Segment Start: Information provided

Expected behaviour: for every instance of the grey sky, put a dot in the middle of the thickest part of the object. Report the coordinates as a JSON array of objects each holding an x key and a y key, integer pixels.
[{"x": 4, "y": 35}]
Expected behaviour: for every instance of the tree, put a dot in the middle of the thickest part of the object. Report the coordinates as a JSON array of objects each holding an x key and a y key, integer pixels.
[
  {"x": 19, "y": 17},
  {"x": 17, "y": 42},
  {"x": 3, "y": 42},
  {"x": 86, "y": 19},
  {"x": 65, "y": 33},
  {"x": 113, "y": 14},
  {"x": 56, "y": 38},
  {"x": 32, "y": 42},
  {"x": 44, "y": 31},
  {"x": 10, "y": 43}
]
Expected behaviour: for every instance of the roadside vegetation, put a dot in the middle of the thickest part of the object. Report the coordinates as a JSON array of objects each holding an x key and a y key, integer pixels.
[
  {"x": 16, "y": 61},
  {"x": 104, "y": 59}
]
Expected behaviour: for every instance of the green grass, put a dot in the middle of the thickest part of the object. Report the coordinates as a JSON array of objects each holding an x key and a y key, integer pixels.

Segment End: Information provided

_Description of the task_
Restate the records above word for word, omitting nothing.

_Exercise solution_
Expected behaviour: for every instance of the grey sky, put a dot in the middle of the thickest part of the object. Report the coordinates as a JSON array of objects each holding an x key and a y key, integer pixels.
[{"x": 4, "y": 35}]
Expected behaviour: for every instance of the tree, put a dot in the middle of the thickest part of the object. Report the coordinates as a JSON array of objects each holding an x key and a y key, integer pixels.
[
  {"x": 19, "y": 17},
  {"x": 17, "y": 42},
  {"x": 3, "y": 42},
  {"x": 86, "y": 19},
  {"x": 65, "y": 33},
  {"x": 113, "y": 14},
  {"x": 56, "y": 38},
  {"x": 32, "y": 42},
  {"x": 44, "y": 31},
  {"x": 10, "y": 43}
]
Expected behaviour: for every instance of the roadside vegetation, put a dot in the middle of the thickest part of the object. Report the coordinates as a JSON array of objects each holding an x key and a y key, integer pixels.
[
  {"x": 16, "y": 61},
  {"x": 104, "y": 59}
]
Expected behaviour: for every instance of the green grass, put a dot in the middle of the thickest part of the object. Report the coordinates as a JSON array of objects each holding an x key and a y key, integer pixels.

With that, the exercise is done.